▶ Work instructions
Locate every line in the listing below that contains the string "negative" and copy each one. Match case exactly.

▶ Data listing
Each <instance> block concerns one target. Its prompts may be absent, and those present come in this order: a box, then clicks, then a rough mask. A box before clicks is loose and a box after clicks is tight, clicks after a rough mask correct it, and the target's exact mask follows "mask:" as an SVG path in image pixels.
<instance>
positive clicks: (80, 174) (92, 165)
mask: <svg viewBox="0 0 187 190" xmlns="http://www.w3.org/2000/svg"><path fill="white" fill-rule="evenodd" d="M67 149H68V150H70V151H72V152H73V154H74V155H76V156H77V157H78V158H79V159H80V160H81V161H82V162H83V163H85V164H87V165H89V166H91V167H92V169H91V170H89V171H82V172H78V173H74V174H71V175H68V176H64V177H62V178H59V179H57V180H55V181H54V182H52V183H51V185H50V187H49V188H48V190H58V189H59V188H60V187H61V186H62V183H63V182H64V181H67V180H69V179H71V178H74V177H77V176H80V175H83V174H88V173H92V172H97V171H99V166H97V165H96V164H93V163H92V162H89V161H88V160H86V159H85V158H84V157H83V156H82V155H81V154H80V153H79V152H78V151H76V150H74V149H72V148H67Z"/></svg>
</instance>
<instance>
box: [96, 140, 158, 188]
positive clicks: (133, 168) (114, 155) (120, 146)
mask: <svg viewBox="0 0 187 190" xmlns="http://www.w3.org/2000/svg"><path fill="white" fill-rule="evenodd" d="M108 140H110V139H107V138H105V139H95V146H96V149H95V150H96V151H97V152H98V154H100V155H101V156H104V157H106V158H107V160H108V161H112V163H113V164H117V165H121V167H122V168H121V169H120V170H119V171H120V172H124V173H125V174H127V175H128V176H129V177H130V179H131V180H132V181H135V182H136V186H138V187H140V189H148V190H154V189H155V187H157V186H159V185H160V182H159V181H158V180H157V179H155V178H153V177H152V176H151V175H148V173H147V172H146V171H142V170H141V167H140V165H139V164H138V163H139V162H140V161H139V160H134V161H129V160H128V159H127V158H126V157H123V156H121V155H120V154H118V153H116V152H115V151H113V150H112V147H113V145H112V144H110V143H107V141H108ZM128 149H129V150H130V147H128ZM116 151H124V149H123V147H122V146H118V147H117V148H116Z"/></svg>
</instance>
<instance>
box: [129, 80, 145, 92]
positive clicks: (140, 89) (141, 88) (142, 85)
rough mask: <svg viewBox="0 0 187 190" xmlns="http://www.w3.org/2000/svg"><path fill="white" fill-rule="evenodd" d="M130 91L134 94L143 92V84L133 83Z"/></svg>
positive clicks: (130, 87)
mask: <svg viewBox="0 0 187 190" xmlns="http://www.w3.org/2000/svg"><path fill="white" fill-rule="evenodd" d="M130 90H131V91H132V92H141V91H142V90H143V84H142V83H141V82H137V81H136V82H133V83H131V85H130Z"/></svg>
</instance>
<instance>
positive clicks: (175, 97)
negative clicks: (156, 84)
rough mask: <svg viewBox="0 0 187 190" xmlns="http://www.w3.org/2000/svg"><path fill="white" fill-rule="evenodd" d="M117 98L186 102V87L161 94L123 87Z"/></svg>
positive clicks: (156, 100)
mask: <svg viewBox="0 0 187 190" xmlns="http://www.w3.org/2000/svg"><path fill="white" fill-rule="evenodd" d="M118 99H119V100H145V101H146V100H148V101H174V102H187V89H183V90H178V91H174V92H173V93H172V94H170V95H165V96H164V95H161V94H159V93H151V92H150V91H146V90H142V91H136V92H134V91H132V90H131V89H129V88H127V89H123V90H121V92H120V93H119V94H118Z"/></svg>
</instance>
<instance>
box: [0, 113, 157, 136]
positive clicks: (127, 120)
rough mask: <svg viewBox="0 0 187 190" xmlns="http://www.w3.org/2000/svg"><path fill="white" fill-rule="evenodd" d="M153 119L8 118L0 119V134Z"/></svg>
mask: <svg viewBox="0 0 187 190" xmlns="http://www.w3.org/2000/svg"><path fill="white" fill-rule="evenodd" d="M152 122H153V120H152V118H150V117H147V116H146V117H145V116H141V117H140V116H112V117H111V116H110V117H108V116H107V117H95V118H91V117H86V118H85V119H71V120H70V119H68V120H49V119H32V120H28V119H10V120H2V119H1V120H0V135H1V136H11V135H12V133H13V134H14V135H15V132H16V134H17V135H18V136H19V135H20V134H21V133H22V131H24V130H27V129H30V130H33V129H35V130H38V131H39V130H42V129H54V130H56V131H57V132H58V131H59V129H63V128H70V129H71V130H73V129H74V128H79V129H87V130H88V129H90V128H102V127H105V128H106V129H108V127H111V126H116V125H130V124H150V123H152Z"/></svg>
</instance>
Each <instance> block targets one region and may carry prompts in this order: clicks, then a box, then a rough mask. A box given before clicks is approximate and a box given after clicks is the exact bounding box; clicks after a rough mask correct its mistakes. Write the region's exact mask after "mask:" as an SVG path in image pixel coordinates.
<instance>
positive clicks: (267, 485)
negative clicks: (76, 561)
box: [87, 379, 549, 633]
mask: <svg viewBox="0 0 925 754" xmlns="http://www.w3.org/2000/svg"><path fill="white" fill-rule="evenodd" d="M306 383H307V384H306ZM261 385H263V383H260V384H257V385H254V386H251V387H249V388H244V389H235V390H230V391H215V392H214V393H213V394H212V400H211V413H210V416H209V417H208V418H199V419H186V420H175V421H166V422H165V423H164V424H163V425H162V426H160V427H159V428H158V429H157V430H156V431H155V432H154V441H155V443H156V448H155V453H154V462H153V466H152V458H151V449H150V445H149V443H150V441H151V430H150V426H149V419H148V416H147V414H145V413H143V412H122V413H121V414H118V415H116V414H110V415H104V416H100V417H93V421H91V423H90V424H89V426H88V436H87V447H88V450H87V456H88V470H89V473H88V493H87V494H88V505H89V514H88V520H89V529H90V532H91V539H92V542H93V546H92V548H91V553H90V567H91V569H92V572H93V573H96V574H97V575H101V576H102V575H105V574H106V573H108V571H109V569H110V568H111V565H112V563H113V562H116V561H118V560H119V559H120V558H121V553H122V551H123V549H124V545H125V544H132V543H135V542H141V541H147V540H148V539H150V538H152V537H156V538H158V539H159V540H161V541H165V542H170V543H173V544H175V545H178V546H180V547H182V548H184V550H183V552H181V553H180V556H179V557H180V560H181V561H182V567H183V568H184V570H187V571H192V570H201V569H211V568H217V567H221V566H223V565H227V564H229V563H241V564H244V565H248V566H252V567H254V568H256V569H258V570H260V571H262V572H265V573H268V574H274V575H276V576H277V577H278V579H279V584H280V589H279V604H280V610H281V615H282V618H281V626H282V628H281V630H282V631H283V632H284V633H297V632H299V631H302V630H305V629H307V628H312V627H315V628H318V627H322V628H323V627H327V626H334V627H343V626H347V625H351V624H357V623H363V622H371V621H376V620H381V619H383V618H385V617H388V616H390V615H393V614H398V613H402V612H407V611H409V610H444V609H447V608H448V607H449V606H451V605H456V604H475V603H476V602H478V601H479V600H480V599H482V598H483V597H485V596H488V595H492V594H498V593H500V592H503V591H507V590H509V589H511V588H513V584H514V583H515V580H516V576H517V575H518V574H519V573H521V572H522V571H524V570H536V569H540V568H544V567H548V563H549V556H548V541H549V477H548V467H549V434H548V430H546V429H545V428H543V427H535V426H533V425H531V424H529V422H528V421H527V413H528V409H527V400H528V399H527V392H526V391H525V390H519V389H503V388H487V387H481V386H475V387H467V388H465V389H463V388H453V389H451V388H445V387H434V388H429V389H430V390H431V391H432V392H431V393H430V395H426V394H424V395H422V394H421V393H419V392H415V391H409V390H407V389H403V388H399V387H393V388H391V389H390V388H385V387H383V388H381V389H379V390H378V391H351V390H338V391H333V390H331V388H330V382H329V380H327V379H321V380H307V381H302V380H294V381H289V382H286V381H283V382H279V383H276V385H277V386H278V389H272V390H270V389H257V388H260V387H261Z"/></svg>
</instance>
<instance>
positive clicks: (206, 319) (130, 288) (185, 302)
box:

▶ Result
negative clicks: (156, 84)
negative clicks: (76, 561)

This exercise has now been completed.